● Work to complete
Reproduce exactly, and only, the lines below from the one containing "target_to_outline: **all paved" through the one containing "target_to_outline: **dark green".

● Dataset

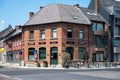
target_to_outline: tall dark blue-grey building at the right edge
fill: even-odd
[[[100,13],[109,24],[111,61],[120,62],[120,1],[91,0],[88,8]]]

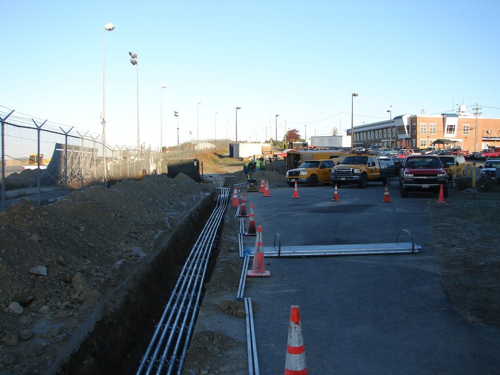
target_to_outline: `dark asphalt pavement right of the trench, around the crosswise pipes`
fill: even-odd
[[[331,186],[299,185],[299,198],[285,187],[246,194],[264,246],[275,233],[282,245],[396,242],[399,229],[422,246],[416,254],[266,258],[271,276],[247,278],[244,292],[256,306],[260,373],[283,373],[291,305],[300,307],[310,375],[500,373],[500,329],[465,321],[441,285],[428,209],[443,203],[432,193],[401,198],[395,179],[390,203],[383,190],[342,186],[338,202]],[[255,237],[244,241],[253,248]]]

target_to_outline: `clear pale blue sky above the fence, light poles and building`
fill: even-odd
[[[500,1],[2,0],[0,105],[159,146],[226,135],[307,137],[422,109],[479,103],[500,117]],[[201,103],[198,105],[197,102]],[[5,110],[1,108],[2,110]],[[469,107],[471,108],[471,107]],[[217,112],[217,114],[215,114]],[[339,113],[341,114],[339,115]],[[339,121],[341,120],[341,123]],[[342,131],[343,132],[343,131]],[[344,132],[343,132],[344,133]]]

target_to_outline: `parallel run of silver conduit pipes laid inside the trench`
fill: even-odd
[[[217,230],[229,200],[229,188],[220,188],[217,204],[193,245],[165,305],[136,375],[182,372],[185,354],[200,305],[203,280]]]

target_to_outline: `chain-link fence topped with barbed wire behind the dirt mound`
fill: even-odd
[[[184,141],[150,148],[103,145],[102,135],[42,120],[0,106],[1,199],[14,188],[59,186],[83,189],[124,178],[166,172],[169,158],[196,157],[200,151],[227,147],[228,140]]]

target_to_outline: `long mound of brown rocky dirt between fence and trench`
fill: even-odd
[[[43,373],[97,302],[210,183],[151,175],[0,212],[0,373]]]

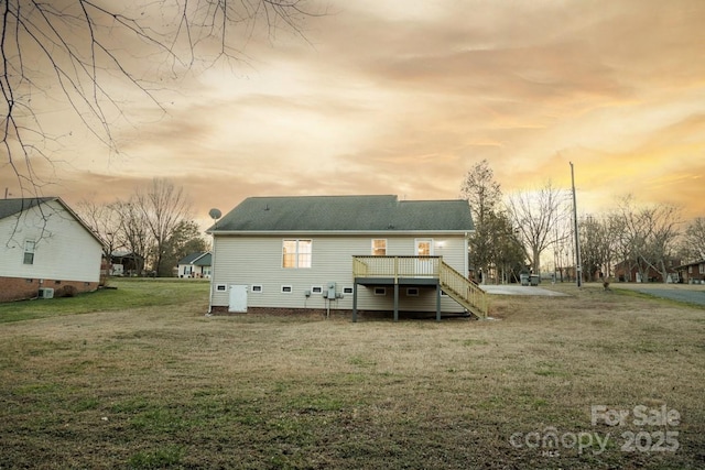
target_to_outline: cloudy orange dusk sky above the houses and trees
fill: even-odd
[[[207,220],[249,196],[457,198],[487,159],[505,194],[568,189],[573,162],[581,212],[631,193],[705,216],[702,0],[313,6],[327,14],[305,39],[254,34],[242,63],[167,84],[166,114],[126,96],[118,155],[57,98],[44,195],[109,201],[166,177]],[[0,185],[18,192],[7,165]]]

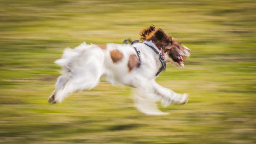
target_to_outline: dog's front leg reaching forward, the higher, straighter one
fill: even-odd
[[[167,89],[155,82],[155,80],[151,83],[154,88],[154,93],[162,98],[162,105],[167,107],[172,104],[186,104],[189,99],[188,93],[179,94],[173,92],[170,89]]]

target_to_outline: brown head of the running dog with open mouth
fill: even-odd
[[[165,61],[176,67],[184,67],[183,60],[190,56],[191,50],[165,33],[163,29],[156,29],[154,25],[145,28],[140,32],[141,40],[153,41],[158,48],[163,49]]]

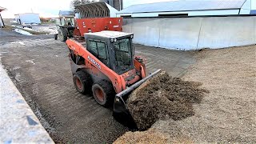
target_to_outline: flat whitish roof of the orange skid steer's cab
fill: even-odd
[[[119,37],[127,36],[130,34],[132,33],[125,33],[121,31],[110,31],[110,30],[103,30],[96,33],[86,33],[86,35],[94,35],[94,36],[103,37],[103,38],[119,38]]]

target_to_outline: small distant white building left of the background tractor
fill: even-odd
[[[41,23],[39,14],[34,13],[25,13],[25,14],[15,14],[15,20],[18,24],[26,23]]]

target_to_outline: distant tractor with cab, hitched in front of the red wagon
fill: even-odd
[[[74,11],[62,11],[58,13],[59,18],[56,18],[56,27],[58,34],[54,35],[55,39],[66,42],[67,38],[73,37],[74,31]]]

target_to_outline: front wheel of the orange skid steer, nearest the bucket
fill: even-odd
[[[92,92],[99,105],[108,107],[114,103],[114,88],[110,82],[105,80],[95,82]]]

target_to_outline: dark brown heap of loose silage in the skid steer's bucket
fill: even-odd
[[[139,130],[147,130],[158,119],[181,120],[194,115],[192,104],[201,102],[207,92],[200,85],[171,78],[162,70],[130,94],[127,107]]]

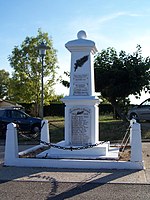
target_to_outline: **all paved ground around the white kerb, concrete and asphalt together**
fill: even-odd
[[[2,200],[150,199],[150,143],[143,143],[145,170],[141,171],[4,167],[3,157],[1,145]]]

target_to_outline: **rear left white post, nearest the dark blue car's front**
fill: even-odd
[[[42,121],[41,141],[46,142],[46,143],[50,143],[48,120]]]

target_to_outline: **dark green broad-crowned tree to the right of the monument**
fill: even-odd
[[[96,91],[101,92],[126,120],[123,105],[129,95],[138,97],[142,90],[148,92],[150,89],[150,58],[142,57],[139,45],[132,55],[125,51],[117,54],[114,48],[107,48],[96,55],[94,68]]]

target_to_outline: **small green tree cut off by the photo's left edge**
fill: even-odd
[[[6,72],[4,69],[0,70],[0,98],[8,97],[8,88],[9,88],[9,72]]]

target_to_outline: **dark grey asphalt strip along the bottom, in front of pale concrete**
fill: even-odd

● Answer to the exercise
target_to_outline: **all paved ground around the white kerb, concrete and asphalt together**
fill: even-odd
[[[2,200],[150,199],[150,143],[143,143],[145,170],[141,171],[4,167],[3,157],[1,145]]]

target_to_outline: **rear left white post, nearest the dark blue car's front**
fill: even-odd
[[[42,121],[41,141],[46,142],[46,143],[50,143],[48,120]]]

target_to_outline: **dark green broad-crowned tree to the right of the monument**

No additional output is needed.